- **EXTRAIT DU TEXTE**:

^^^^^^^^

Édouard Manet - Femme à la cruche (RW 20)

Le texte[modifier | modifier le code]

La proximité[modifier | modifier le code]

Heidegger part du sentiment que toutes les distances se rétractent dans le monde moderne : qu'il s'agisse des pays naguère lointains par les voyages, de l'information, et même de la vie puisque les documentaires nous dévoilent les phénomènes les mieux cachés de la germination et de la croissance des végétaux qui nous demeuraient cachés ) (p.194).

« La télévision supprime de la manière la plus radicale toute possibilité d'éloignement » (p.194).

« L'homme fait passer derrière lui la plus grande distance et place ainsi devant lui toute chose à la distance la plus petite »(p.194)[N 2].

^^^^^^^^

- **BLOC DE DONNÉES**:
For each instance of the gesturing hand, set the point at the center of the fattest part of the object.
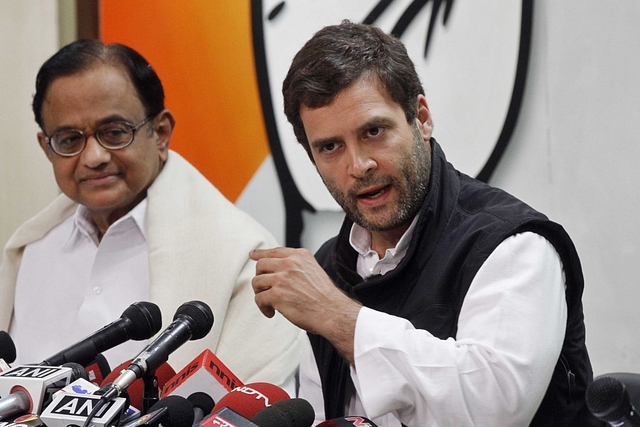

^^^^^^^^

- **CONSIGNE 1**:
Répondez à ces questions sur l'extrait consacré à Heidegger et à la proximité :
(a) De quel sentiment Heidegger part-il ?
(b) Selon la première citation, qu'est-ce qui supprime de la manière la plus radicale toute possibilité d'éloignement ?
(c) D'après la dernière citation, à quelle distance l'homme place-t-il toute chose devant lui ?
- **CONSIGNE 2**: Reproduisez le passage de l'extrait sur Heidegger et la proximité, de « Édouard Manet - Femme » à « cachés ) (p.194). ».
- **CONSIGNE 3**: Reprenez l'extrait sur Heidegger et la proximité là où il s'arrête.
Les lignes forment un matériau à part, distinct de l'extrait.

- **RÉPONSE ATTENDUE 1**:
(a) Du sentiment que toutes les distances se rétractent dans le monde moderne.
(b) La télévision.
(c) À la distance la plus petite.

- **RÉPONSE ATTENDUE 2**:
Édouard Manet - Femme à la cruche (RW 20)

Le texte[modifier | modifier le code]

La proximité[modifier | modifier le code]

Heidegger part du sentiment que toutes les distances se rétractent dans le monde moderne : qu'il s'agisse des pays naguère lointains par les voyages, de l'information, et même de la vie puisque les documentaires nous dévoilent les phénomènes les mieux cachés de la germination et de la croissance des végétaux qui nous demeuraient cachés ) (p.194).

- **RÉPONSE ATTENDUE 3**:
« La suppression hâtive de toutes distances n'apporte aucune « proximité », car la proximité ne consiste pas dans le peu de distance » (p.194) « Qu'est ce que la proximité si elle demeure absente malgré la réduction des plus grandes distances aux plus petits intervalles ?[...]. Qu'est ce que la proximité, si en même temps qu'elle nous échappe, l'éloignement demeure absent ? ». Qu'est-ce que la proximité s'interroge Heidegger si : elle demeure absente malgré la suppression des distances, si même elle est écartée de par cet effort de suppression des distances, si en même temps qu'elle nous échappe l'éloignement demeure absent ?(p.195).

« Qu'en est-il de la proximité? ». On ne peut, constate Heidegger, définir directement ce qu'est la « proximité ». « Nous y arriverons plutôt en nous laissant guider par ce qui est dans la proximité. Est en elle ce que nous avons coutume d'appeler des choses »(p.196). Pour être « proche », les choses doivent d'abord être à leur « place »[N 3]. D'autre part ce qui est prochain, n'est absolument pas ce qui est à la plus petite distance de nous[N 4]..

Heidegger ne s'attarde donc pas sur la définition théorique de la proximité. D'emblée il affirme « dans la proximité se tient ce que nous appelons chose ; une chose c'est par exemple une cruche » [N 5].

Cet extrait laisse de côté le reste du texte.